• [To be done]:
Reproduce the entire listing below word for word, omitting the pictures.

Data records:
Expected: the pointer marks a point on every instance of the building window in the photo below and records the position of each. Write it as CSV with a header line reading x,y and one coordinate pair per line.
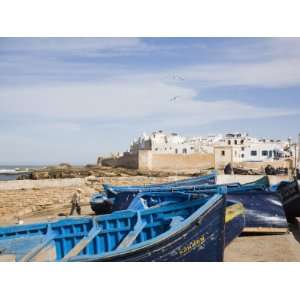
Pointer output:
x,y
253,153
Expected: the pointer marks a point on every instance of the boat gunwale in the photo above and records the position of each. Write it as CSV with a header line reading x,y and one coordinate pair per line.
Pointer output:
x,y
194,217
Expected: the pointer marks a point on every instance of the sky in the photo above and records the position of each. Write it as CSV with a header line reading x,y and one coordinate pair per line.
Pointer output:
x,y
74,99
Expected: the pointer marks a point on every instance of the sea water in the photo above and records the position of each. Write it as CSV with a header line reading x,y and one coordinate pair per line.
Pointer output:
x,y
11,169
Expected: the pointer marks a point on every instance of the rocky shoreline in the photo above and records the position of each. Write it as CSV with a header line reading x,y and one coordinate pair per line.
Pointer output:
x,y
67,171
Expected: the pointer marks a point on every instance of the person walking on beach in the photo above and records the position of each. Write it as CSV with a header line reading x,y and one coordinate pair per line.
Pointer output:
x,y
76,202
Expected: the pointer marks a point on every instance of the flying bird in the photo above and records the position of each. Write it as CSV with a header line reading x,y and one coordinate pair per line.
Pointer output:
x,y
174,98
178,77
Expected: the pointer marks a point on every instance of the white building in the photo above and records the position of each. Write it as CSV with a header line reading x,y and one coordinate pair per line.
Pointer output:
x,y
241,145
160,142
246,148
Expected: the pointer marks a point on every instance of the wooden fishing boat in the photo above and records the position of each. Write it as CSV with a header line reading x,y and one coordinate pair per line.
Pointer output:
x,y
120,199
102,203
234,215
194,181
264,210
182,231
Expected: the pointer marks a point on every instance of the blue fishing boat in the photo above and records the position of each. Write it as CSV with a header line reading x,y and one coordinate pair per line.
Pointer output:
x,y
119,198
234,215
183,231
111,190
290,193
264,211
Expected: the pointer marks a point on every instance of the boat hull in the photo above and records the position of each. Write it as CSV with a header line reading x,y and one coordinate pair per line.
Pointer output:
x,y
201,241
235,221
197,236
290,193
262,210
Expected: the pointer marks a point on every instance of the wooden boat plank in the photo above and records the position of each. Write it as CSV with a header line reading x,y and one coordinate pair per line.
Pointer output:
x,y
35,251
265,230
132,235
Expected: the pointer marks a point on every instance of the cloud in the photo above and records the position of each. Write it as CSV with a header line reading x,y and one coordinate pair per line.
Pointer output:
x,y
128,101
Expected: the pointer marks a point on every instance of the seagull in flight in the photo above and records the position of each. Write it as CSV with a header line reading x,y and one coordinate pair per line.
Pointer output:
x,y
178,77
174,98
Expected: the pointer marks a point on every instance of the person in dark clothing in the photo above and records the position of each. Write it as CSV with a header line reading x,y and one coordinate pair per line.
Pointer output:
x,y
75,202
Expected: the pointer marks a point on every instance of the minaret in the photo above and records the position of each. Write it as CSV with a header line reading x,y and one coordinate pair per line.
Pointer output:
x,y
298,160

• [Correct result]:
Expected: the pointer marks a point on every instance of the building window in the photo below and records the position of each. Write it as CSV with a header line reading x,y and one coordinate pair per line.
Pointer output:
x,y
253,153
Expected: the pointer marks a point on every instance of the boat gunwale in the photo above and records the position of each. Write it as CSV with a header line reading x,y and one coordinate pair per line.
Pointer output:
x,y
194,217
Expected: the pointer marks a point on every instance of the sky in the photo above and records the position of each. Write it as CSV with a header line reading x,y and one coordinate pair per line.
Pointer output:
x,y
74,99
Expected: the pointer marks a point on every instance of the sea water in the photo above and records the position of each. Write it as CSV with a header line reading x,y and one coordinate pair per line.
Pointer output:
x,y
11,169
Expected: the pointer marks a point on every instance of the rocky shoreline in the photo above and records the position of each. Write it as CSV with a header line reading x,y and one coordinate pair per line.
Pointer output:
x,y
67,171
Expected: the pointer marks a point on every instance of the person walking on beach in the photo above and records the position of each. Write it as CSV with a header line reading x,y and one coordinate pair per line.
Pointer output:
x,y
76,202
Expected: the pointer marks a point on every instance of the flying bird in the photo above and records the position of each. Write it as CSV with a header line reading x,y and one coordinate pair per line.
Pointer output:
x,y
174,98
178,77
Expected: the pointer marks a point on every instance of the white building in the photo above and records the position of each. Write it as CSV with a header line reading x,y and one coordinate pair per line.
Pointer output:
x,y
241,145
160,142
246,148
Expected: the pointer marks a point on every instance of the wooden fishing boat in the photo above and records the position of each. Write it as CSV with a header line reading x,y and one coordinate pair per line.
Pointer output:
x,y
120,199
102,203
234,215
194,181
264,210
182,231
Expected: the pointer marks a point on every instance of the blue fishing boat in the photo above and records the position of each. Write it as CSV with a header line reading x,y and one coordinate pair per line.
Pointer output:
x,y
119,198
234,215
183,231
111,190
290,193
264,211
Expected: the pointer marks a point on every instance of the boat hull in the photo above and records the position of each. Write it as CSV with a header line reading x,y and one coordinate pair per line.
Pointer output:
x,y
201,241
235,221
197,236
290,193
262,210
Expected: the pointer marks a point on every instance of the wooden boat plank in the photo above and records the position of each. Write it as CSV with a header line reading x,y and one coordinate pair per line.
Pointer output:
x,y
35,251
265,230
132,235
Expected: the pointer marks a point on every instance of the cloud in the photo above and records the position of each. Write it as CSV with a header line reading x,y and one coordinate pair per line.
Pointer output:
x,y
128,101
Expected: the pointer marks a point on every instance of the seagull in flight in the photo above and records the position of each. Write it as CSV with a header line reading x,y and one coordinate pair per line.
Pointer output:
x,y
178,77
174,98
Expected: the pointer marks a point on every instance of the person in dark clothing in the photo above and records the position of each. Write it as CSV with a header line reading x,y and one coordinate pair per line.
Pointer output:
x,y
75,202
Expected: the pointer marks a point on every instance of the minaret in the photo above and records the position of each. Write it as CSV with a header line reading x,y and one coordinate pair per line.
Pointer output:
x,y
298,160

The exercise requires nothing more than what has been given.